══ Data provided ══

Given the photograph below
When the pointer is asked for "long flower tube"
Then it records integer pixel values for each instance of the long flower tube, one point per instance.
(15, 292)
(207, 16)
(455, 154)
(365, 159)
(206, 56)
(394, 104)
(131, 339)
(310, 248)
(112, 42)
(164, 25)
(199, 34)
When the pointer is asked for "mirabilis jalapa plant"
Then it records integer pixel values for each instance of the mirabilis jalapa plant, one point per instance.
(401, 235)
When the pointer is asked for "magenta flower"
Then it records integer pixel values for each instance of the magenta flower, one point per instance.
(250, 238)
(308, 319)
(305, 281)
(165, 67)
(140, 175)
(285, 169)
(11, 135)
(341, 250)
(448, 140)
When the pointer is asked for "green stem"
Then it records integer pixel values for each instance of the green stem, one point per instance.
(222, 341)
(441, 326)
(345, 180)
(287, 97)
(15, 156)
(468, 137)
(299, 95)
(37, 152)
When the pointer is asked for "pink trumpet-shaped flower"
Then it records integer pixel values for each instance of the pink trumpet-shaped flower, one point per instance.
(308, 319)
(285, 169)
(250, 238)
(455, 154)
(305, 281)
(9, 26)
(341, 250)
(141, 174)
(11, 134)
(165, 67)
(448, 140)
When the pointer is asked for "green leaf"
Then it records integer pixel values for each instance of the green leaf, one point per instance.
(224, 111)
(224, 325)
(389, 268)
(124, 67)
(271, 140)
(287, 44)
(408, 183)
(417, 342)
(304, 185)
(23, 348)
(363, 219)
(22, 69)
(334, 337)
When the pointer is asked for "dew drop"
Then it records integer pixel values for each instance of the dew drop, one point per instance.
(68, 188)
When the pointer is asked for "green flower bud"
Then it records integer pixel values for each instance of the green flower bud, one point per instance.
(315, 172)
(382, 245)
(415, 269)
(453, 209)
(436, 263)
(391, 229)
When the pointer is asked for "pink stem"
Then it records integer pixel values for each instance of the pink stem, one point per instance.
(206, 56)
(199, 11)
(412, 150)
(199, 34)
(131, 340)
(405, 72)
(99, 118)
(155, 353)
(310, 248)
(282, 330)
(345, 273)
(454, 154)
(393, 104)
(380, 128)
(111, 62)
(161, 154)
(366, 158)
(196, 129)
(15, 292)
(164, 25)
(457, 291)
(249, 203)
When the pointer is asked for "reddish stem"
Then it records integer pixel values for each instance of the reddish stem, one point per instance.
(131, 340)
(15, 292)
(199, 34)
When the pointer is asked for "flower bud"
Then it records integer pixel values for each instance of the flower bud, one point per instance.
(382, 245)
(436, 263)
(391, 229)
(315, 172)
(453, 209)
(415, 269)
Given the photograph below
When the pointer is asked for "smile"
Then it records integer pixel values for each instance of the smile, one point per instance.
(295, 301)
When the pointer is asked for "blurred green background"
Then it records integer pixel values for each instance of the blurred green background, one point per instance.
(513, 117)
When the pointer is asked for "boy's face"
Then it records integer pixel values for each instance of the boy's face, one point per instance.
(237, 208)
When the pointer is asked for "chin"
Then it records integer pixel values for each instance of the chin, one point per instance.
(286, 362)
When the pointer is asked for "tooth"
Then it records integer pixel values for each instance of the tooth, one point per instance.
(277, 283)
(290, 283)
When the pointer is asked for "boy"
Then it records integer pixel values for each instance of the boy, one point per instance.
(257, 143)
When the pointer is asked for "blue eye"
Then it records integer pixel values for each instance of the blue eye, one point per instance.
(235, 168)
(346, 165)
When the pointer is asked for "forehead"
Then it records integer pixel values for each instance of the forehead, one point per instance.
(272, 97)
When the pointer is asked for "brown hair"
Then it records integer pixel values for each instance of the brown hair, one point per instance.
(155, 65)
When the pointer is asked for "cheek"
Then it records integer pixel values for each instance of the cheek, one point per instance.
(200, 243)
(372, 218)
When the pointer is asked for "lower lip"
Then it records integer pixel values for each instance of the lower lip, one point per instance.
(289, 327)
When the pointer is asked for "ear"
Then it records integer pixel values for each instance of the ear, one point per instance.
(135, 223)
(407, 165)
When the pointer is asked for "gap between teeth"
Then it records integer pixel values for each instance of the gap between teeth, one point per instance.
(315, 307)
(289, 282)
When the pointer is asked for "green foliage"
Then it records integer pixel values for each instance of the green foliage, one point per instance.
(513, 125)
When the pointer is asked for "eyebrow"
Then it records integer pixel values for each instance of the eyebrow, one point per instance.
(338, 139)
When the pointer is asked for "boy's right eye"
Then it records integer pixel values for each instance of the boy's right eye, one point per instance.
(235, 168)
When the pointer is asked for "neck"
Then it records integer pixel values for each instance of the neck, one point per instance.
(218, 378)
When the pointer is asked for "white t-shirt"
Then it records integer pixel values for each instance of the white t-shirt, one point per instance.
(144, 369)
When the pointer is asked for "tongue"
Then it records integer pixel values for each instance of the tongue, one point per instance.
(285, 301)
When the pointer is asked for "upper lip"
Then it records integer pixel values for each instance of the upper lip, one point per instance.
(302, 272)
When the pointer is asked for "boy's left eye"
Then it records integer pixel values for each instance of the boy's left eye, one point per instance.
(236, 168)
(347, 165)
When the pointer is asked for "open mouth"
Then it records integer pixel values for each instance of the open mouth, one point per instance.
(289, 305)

═══

Task description: Each record above should be output again exactly.

Written solution:
Given the photograph below
When the pointer is asked for "long flower tube"
Then it records integer pixel values for each instance of the long flower tube, one point per instance.
(15, 292)
(207, 16)
(455, 154)
(365, 159)
(206, 56)
(394, 104)
(131, 339)
(310, 248)
(112, 42)
(164, 25)
(199, 34)
When the pointer is asked for "mirabilis jalapa plant"
Then it records integer pixel values for each instance of the mirabilis jalapa plant, one point per instance.
(401, 235)
When the pointer is asked for "magenta flower"
Then it records integer pixel values for each instance of the magenta flower, one point per instance.
(250, 238)
(308, 319)
(305, 281)
(165, 67)
(140, 175)
(285, 169)
(11, 135)
(341, 250)
(448, 140)
When the pointer is asked for "green stem"
Then it records integer pixel values for each instance of the green stem, one point per instance.
(222, 341)
(441, 326)
(345, 180)
(287, 97)
(15, 156)
(468, 137)
(299, 95)
(37, 152)
When the pointer is asked for "pink trumpet-shaped flower"
Then it records integer pixel values for each instance of the pink trumpet-shaped flower, one point per instance.
(308, 319)
(285, 169)
(250, 238)
(455, 154)
(305, 281)
(9, 26)
(341, 250)
(141, 174)
(11, 134)
(165, 67)
(448, 140)
When the pointer is asked for "green leaf"
Then it records integer pixel values for each instance of the green leaf, one point per instance.
(224, 111)
(224, 325)
(389, 268)
(124, 67)
(271, 140)
(287, 44)
(408, 183)
(417, 342)
(304, 185)
(23, 348)
(363, 219)
(22, 69)
(334, 337)
When the pointer is asked for "dew drop"
Then it records integer pixel values for each instance of the dew drop, one point per instance.
(68, 188)
When the pointer is asked for "green flower bud"
Then it records integer pixel values for each instance of the green flower bud, one point per instance.
(315, 172)
(382, 245)
(415, 269)
(453, 209)
(436, 263)
(391, 229)
When the pointer is asked for "pink stem"
Then it records integer pixel values for each instance of the pink stem, one point per instance.
(206, 56)
(199, 11)
(412, 150)
(199, 34)
(131, 340)
(405, 72)
(99, 118)
(155, 353)
(310, 248)
(282, 330)
(345, 273)
(454, 154)
(393, 104)
(380, 128)
(111, 62)
(161, 154)
(366, 158)
(196, 129)
(15, 292)
(164, 25)
(457, 291)
(249, 203)
When the pointer is asked for "reddish stem"
Then it records integer pixel values for each instance of the reddish stem, one point per instance.
(131, 340)
(15, 292)
(199, 34)
When the pointer is asked for "flower bud"
Then it records integer pixel values for each instance of the flower bud, one point per instance.
(382, 245)
(436, 263)
(391, 229)
(315, 172)
(453, 209)
(415, 269)
Given the photograph below
When the pointer is asked for "smile"
Then it records integer pixel values for each instance of the smile, one point per instance.
(295, 301)
When the pointer is asked for "blurred green background"
Then it records integer pixel values for each instance of the blurred green background, one point per instance.
(513, 117)
When the pointer is asked for "boy's face"
Then it records integer pixel values for each instance of the boy's face, one point per instance.
(237, 208)
When the pointer is asked for "chin"
Then it records integer pixel values for each instance of the chin, one point per instance.
(286, 362)
When the pointer is asked for "tooth"
Then it records integer pixel values for each instance of the tooth, one point per instance.
(277, 283)
(290, 283)
When the pointer is asked for "boy"
Then it records integer pixel values for each instance of the boy, one point per instance.
(257, 143)
When the pointer is asked for "blue eye"
Then it records integer pixel values for each instance of the blue eye, one point per instance.
(235, 168)
(346, 165)
When the pointer is asked for "forehead"
Then it records integer pixel values for each instance of the forehead, one point per instance.
(272, 97)
When the pointer is asked for "brown hair"
Then it records integer pixel values for each instance of the brown hair, one point per instance.
(155, 65)
When the pointer is asked for "cheek"
Then it records integer pixel values for each instance of the cheek, one point per instance.
(200, 243)
(372, 218)
When the pointer is asked for "lower lip"
Then it records integer pixel values for each instance of the lower lip, one point per instance.
(289, 327)
When the pointer is asked for "ear"
Then it records integer pixel values for each instance of the ear, one point per instance.
(135, 223)
(407, 165)
When the pointer is asked for "gap between teeth"
Then it records integer pixel values for each instance of the gap between teeth, one point per instance.
(315, 307)
(289, 282)
When the pointer is asked for "green foliage"
Then it records integer pixel values for each instance of the green foliage, one point per instance.
(513, 125)
When the pointer is asked for "eyebrow"
Then it records integer pixel values for each instance of the eyebrow, one point per instance.
(338, 139)
When the pointer is asked for "boy's right eye"
Then it records integer pixel values for each instance of the boy's right eye, one point per instance.
(235, 168)
When the pointer is asked for "neck"
Then it records integer pixel values for each instance of the neck, one point per instance.
(218, 378)
When the pointer is asked for "white t-shirt"
Then it records integer pixel values for each instance of the white t-shirt, one point per instance.
(144, 369)
When the pointer is asked for "tongue"
Then it records integer pixel values for each instance of the tongue, one point per instance.
(285, 301)
When the pointer is asked for "upper lip"
Then it records integer pixel values for each instance of the upper lip, one point per instance.
(302, 272)
When the pointer is asked for "boy's left eye"
Then it records integer pixel values for each instance of the boy's left eye, one point per instance.
(236, 168)
(347, 165)
When the pointer is asked for "open mouth"
Then it records integer pixel values for each instance of the open mouth, one point per instance.
(289, 305)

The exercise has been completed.